:: Problem to solve ::
In the material below, the required lines run from the one containing "pixel 260 41." through the one containing "pixel 9 200.". Copy those lines exactly, ends included, and nothing else.

= = = = =

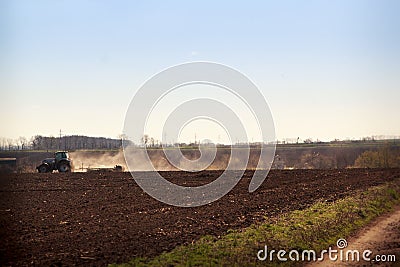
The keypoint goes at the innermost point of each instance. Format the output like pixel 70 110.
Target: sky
pixel 328 69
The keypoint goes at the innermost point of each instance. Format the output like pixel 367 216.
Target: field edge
pixel 316 227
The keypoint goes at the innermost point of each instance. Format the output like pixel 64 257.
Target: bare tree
pixel 23 142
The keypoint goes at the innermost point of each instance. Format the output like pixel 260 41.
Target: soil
pixel 100 218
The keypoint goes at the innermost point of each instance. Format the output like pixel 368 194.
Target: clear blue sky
pixel 328 69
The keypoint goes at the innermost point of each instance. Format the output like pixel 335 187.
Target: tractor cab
pixel 60 155
pixel 60 162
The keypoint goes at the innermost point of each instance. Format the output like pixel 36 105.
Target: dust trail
pixel 108 159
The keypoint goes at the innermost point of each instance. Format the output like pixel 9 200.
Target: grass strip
pixel 316 227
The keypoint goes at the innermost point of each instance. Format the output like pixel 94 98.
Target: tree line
pixel 71 142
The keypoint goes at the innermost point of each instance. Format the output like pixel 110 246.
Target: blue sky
pixel 328 69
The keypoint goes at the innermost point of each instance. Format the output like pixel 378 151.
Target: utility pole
pixel 59 143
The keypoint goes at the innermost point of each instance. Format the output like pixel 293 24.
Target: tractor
pixel 60 162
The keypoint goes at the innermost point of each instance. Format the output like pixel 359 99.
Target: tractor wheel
pixel 64 167
pixel 43 168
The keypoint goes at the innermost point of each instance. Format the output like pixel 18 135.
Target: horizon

= = = = =

:: Response for this exercise ::
The keypoint goes at the innermost point of each instance. Format the output like pixel 260 41.
Target: soil
pixel 100 218
The keypoint goes at the innermost point of each instance. Format the output like pixel 368 194.
Target: clear blue sky
pixel 328 69
The keypoint goes at the innermost point of each instance. Format the output like pixel 335 187.
Target: tractor cab
pixel 60 155
pixel 60 162
The keypoint goes at the innermost point of each instance. Format the output like pixel 36 105.
Target: dust trail
pixel 108 159
The keypoint goes at the innermost point of each instance. Format the output like pixel 9 200.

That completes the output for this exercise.